**TASK DESCRIPTION:** The output should contain the listing word for word and no pictures.

################

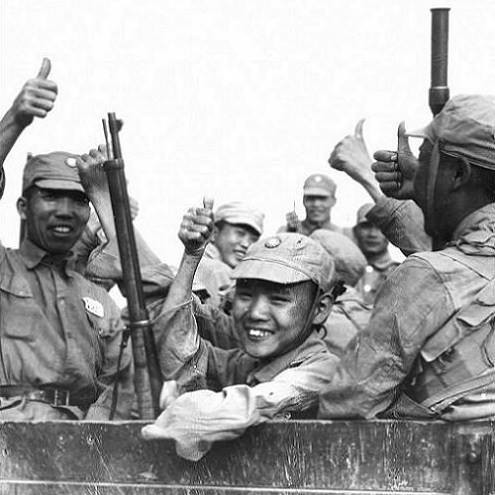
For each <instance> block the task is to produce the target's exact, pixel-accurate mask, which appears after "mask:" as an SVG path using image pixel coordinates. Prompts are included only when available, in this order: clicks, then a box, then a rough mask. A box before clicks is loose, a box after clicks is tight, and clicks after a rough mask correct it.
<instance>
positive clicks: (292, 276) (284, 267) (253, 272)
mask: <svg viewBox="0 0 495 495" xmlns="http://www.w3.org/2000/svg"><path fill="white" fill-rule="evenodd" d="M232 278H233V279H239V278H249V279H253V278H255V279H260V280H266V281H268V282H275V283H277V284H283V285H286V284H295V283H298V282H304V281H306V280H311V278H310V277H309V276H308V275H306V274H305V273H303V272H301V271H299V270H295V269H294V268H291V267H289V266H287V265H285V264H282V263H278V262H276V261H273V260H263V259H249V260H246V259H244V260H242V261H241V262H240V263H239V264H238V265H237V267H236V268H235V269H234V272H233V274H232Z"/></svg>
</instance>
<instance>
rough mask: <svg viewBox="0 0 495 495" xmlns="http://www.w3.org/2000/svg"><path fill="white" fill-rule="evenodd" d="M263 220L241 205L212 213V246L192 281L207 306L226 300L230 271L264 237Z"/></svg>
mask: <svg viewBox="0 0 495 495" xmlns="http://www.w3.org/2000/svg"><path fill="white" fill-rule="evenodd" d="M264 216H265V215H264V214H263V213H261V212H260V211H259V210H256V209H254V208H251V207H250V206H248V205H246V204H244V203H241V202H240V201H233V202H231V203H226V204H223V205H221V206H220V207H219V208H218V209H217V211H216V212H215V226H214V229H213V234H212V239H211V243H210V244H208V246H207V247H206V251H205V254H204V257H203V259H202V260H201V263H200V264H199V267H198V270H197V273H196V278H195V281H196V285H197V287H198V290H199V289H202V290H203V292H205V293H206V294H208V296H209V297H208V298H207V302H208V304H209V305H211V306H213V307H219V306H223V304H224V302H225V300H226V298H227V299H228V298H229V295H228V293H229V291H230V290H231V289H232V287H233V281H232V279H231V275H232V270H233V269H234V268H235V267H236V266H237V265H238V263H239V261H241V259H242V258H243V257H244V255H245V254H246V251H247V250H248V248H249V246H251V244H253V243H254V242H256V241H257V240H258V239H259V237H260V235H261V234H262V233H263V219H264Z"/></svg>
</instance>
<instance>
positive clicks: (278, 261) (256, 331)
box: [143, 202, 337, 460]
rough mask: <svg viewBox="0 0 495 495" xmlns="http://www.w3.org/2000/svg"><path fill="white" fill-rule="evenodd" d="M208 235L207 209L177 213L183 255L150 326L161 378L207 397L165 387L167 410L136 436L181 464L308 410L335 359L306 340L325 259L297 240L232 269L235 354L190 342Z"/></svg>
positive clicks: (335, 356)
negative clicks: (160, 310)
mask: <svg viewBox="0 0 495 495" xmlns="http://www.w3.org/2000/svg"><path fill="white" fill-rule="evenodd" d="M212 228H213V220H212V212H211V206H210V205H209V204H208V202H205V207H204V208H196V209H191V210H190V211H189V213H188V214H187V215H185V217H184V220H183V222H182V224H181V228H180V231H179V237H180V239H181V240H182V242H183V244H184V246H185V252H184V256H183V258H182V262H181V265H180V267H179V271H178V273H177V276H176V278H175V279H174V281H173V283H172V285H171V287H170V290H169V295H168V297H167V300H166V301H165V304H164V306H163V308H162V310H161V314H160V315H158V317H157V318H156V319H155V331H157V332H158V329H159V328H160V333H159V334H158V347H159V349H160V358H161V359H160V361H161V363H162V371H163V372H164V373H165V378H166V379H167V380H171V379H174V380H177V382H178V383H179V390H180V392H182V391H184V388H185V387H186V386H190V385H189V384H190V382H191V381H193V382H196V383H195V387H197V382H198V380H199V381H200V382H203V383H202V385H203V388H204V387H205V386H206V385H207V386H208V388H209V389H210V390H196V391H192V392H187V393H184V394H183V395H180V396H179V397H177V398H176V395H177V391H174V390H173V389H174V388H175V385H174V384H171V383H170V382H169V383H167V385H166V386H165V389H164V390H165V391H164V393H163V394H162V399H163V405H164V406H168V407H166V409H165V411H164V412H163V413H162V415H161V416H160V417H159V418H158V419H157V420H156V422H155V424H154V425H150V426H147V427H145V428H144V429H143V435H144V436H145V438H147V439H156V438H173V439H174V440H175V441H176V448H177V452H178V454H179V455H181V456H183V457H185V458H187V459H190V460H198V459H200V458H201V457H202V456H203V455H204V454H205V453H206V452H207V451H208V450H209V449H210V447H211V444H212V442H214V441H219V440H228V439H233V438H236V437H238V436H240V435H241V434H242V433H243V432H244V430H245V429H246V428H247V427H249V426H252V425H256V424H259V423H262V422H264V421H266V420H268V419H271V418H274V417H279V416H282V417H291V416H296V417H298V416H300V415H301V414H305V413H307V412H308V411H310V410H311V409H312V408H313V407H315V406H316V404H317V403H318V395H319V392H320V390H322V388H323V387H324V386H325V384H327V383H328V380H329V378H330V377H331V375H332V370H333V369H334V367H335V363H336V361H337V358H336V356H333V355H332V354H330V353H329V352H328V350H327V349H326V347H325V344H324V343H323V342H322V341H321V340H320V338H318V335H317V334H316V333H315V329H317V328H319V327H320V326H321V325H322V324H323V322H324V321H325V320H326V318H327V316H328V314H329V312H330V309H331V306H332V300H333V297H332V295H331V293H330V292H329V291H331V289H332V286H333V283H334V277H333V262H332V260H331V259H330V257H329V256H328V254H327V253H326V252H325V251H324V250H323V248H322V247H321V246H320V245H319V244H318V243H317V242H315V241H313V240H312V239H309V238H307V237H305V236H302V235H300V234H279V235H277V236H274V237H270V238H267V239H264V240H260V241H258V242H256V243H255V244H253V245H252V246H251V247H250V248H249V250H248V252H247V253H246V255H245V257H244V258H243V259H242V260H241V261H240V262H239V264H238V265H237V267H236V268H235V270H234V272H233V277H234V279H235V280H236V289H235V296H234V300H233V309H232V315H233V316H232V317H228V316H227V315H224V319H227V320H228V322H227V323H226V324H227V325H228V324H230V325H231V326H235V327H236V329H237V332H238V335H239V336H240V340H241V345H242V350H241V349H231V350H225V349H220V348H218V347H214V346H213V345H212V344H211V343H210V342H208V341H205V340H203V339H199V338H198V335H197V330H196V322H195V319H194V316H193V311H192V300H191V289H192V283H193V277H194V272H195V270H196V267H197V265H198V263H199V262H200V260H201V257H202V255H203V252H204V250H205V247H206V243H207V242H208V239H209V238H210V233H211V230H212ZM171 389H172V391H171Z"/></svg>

################

**RESULT OF THIS TASK:**
For each <instance> block the task is to produce the target's exact, pixel-accurate mask, which appears after "mask:" as an SVG path using image pixel coordinates. Prompts are included only when available, in this order: clicks, then a box, then a rough mask. A box before clicks is loose, a box after clicks is tight, and clicks after a rough mask correct it.
<instance>
positive clicks: (292, 276) (284, 267) (253, 272)
mask: <svg viewBox="0 0 495 495" xmlns="http://www.w3.org/2000/svg"><path fill="white" fill-rule="evenodd" d="M232 278H233V279H239V278H249V279H253V278H255V279H260V280H266V281H268V282H275V283H277V284H283V285H286V284H295V283H298V282H304V281H306V280H311V278H310V277H309V276H308V275H306V274H305V273H303V272H301V271H299V270H295V269H294V268H291V267H289V266H287V265H285V264H282V263H278V262H276V261H273V260H263V259H249V260H246V259H244V260H242V261H241V262H240V263H239V264H238V265H237V267H236V268H235V269H234V272H233V274H232Z"/></svg>
</instance>
<instance>
rough mask: <svg viewBox="0 0 495 495" xmlns="http://www.w3.org/2000/svg"><path fill="white" fill-rule="evenodd" d="M263 220L241 205L212 213V246L192 281L207 306L226 300L230 271L264 237Z"/></svg>
mask: <svg viewBox="0 0 495 495" xmlns="http://www.w3.org/2000/svg"><path fill="white" fill-rule="evenodd" d="M264 216H265V215H264V214H263V213H261V212H260V211H259V210H256V209H254V208H251V207H250V206H248V205H246V204H244V203H241V202H240V201H233V202H231V203H226V204H223V205H221V206H220V207H219V208H218V209H217V211H216V212H215V226H214V229H213V234H212V239H211V243H210V244H208V246H207V247H206V251H205V254H204V257H203V259H202V260H201V263H200V264H199V267H198V270H197V273H196V278H195V281H196V285H197V287H198V290H199V289H202V290H203V292H205V293H206V294H208V296H209V297H208V298H207V302H208V304H209V305H211V306H213V307H219V306H223V304H224V302H225V300H226V298H227V299H228V298H229V295H228V293H229V291H230V290H231V289H232V287H233V281H232V279H231V275H232V270H233V269H234V268H235V267H236V266H237V265H238V263H239V261H241V259H242V258H243V257H244V255H245V254H246V251H247V250H248V248H249V246H251V244H253V243H254V242H256V241H257V240H258V239H259V237H260V235H261V234H262V233H263V219H264Z"/></svg>
</instance>
<instance>
positive clicks: (278, 261) (256, 331)
box: [143, 202, 337, 460]
rough mask: <svg viewBox="0 0 495 495" xmlns="http://www.w3.org/2000/svg"><path fill="white" fill-rule="evenodd" d="M208 235L207 209L177 213L183 255L150 326L161 378L207 397L165 387L167 410L136 436L181 464L308 410L335 359L306 340L325 259L297 240L232 269L235 354L190 342Z"/></svg>
positive clicks: (335, 356)
negative clicks: (160, 310)
mask: <svg viewBox="0 0 495 495" xmlns="http://www.w3.org/2000/svg"><path fill="white" fill-rule="evenodd" d="M212 228H213V220H212V212H211V206H210V205H209V204H208V202H205V207H204V208H196V209H191V210H190V211H189V213H188V214H187V215H185V217H184V220H183V222H182V224H181V228H180V231H179V237H180V239H181V240H182V242H183V244H184V246H185V252H184V256H183V258H182V262H181V265H180V267H179V271H178V273H177V276H176V278H175V279H174V281H173V283H172V285H171V287H170V290H169V295H168V297H167V300H166V301H165V304H164V306H163V308H162V310H161V314H160V315H158V317H157V318H156V319H155V331H157V332H158V329H159V328H160V333H159V334H158V347H159V349H160V358H161V359H160V361H161V363H162V371H163V372H164V373H165V378H166V379H167V380H171V379H174V380H177V382H178V383H179V390H180V392H182V391H184V388H185V387H186V386H190V385H189V384H190V382H191V381H193V382H196V383H195V387H197V382H198V380H199V381H200V382H203V383H202V385H203V388H204V387H205V386H206V385H207V386H208V388H209V389H210V390H196V391H192V392H187V393H184V394H183V395H180V396H179V397H177V398H176V395H177V391H174V390H173V389H174V388H175V385H174V384H171V383H170V382H169V383H167V385H166V386H165V389H164V390H165V391H164V393H163V394H162V399H163V405H164V406H168V407H166V409H165V411H164V412H163V413H162V415H161V416H160V417H159V418H158V419H157V420H156V422H155V424H154V425H150V426H147V427H145V428H144V429H143V435H144V436H145V438H147V439H156V438H173V439H174V440H175V441H176V448H177V452H178V454H179V455H181V456H183V457H185V458H187V459H190V460H198V459H200V458H201V457H202V456H203V455H204V454H205V453H206V452H207V451H208V450H209V449H210V447H211V444H212V442H214V441H219V440H228V439H233V438H236V437H238V436H240V435H241V434H242V433H243V432H244V430H245V429H246V428H247V427H249V426H252V425H256V424H259V423H262V422H264V421H266V420H268V419H271V418H274V417H279V416H282V417H291V416H296V417H298V416H300V415H301V414H305V413H307V412H308V411H310V410H311V409H312V408H313V407H315V406H316V404H317V403H318V395H319V392H320V390H322V388H323V387H324V386H325V384H327V383H328V380H329V378H330V377H331V375H332V370H333V369H334V367H335V363H336V361H337V358H336V356H333V355H332V354H330V353H329V352H328V350H327V349H326V347H325V344H324V343H323V342H322V341H321V340H320V338H318V335H317V334H316V333H315V329H317V328H319V327H320V326H321V325H322V324H323V322H324V321H325V320H326V318H327V316H328V314H329V312H330V309H331V306H332V300H333V297H332V295H331V293H330V292H329V291H331V289H332V286H333V283H334V277H333V262H332V260H331V259H330V257H329V256H328V254H327V253H326V252H325V251H324V250H323V248H322V247H321V246H320V245H319V244H318V243H317V242H315V241H313V240H312V239H309V238H307V237H305V236H302V235H300V234H279V235H277V236H274V237H270V238H267V239H264V240H260V241H258V242H256V243H255V244H253V245H252V246H251V247H250V248H249V250H248V252H247V253H246V255H245V257H244V258H243V259H242V260H241V261H240V262H239V264H238V265H237V267H236V268H235V270H234V272H233V277H234V279H235V280H236V289H235V296H234V300H233V309H232V315H233V316H232V317H228V316H227V315H224V319H227V320H228V322H227V323H226V324H227V325H228V324H230V325H231V326H235V327H236V329H237V332H238V335H239V336H240V340H241V345H242V350H241V349H231V350H225V349H220V348H218V347H214V346H213V345H212V344H211V343H210V342H208V341H205V340H203V339H199V338H198V335H197V330H196V322H195V319H194V316H193V311H192V300H191V289H192V283H193V277H194V272H195V270H196V267H197V265H198V263H199V262H200V260H201V257H202V255H203V252H204V250H205V247H206V243H207V242H208V239H209V238H210V233H211V230H212ZM171 389H172V391H171Z"/></svg>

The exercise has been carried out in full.